ТЕКСТ ДЛЯ ЧТЕНИЯ ▸
+---+

Так вот, каждое новое появившееся на свет сознание ждет от других сознаний прежде всего ответа на этот вопрос: как именно эти другие сознания соотнесли себя с Абсолютом, и почему они удерживаются на этой промежуточной стадии - между представлением о полном отсутствии своего "я", как это принято у мертвых предметов, и идеей о том, что никаких других "я" нет в мире и не может быть, как полагает абсолютное сознание? Оба варианта нам в принципе доступны, на какой ступени остановиться между одним и другим - это дело исключительно нашего внутреннего выбора, и первое, что нас интересует, как только мы начинаем себя осознавать (речь идет, конечно, о периоде еще эмбрионального развития) - это почему другие сознания остановились именно здесь, а не чуть дальше или чуть ближе к тому или противоположному краю.
Для того, чтобы передавать и получать информацию об этом, сознания выработали определенный язык, а точнее, несколько языков, и пользуются всеми из них. Нас здесь интересует прежде всего язык интонации - один из самых первых нам доступных, позволяющий обмениваться информацией еще задолго до того, как дело доходит до слов и знаков. Возможности этого языка достаточно широки, чтобы передать практически весь объем сведений о том, на какой ступеньке находится индивидуальное родительское "я" - которое в любом случае, очевидно, стоит далеко от обеих крайностей.
Культурная эволюция (если трактовать это понятие очень широко, вообще как процесс превращения зверя в человека) привела к тому, что - в крайне упрощенной схеме - каждое последующее "поколение сознаний" было более "открытым", то есть более близким к "абсолютному", чем предыдущее, но ребенок, не говоря уже об эмбрионе, ничего об этом не знает, он просто оценивает степень "открытости" этого сознания - первого, с которым он соприкасается - и соотносит с ним свое, животное, звериное и суженное (но более расширенное, чем у минералов). Отныне точка отсчета для него задана: он понял, что продвинуться в эти области возможно, и, более того, безопасно - раз с другим индивидуальным сознанием ничего страшного при этом не случилось. Чрезвычайно приятно здесь идти по проторенным кем-то другим дорогам, учиться, внутренне расти и достигать однажды заданного уровня - но очень трудно его превышать. Именно поэтому ребенок так тянется к другим сознаниям, уже совершившим эту работу, и так любит за ними следовать - и ровно тот же психологический механизм приводит к тому, что мы получаем удовольствие, слушая музыку.

+---+

ФРАГМЕНТ ДАННЫХ ▸
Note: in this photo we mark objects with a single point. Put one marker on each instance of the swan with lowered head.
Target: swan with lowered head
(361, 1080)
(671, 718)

+---+

ПИСЬМЕННЫЕ ЗАДАНИЯ ▸
a) Выпишите без повторов все слова и сочетания, взятые в кавычки в тексте о сознании.
b) Продолжите текст о сознании сразу после его последнего предложения.

ОТВЕТЫ ▸
a) «я», «поколение сознаний», «открытым», «абсолютному», «открытости»

b)
Хотелось бы подробнее исследовать, как именно степень "открытости" или "закрытости" сознания воплощается в интонационном языке, как ему удается передавать такие сложные вещи и абстракции. Некоторый свет на это может пролить сравнение обычных речевых интонаций и музыкальных - и тот, и другой звуковой ряд описывает общие принципы работы "озвучивающего" их сознания, но сознание "обычного человека" и сознание великого композитора все же несколько различаются, и это различие хорошо заметно в самой структуре звуковой ткани.
Первое, на что мы здесь обращаем внимание - это масштаб, простейшая "временная протяженность". У музыки есть средства растянуть ту интонацию, которая в разговорной речи звучит одну короткую секунду, на несколько минут или даже часов - и соотнести ее с другой интонацией, так же громогласно расширенной. Производится это следующим образом: звуки группируются, и с каждой группой композитор, в свою очередь, обращается как со звуком - из интонаций делая "мегаинтонации", и так едва ли не до бесконечности. Этот простой прием оказывается в состоянии передавать чуть ли не самые крайние степени расширения сознания, которые демонстрировали такие авторы, например, как Бах или Перголези. Но принципиальным здесь является не различие между "обыденным" сознанием и великим, а между сознанием и "не-сознанием" - между человеком и камнем.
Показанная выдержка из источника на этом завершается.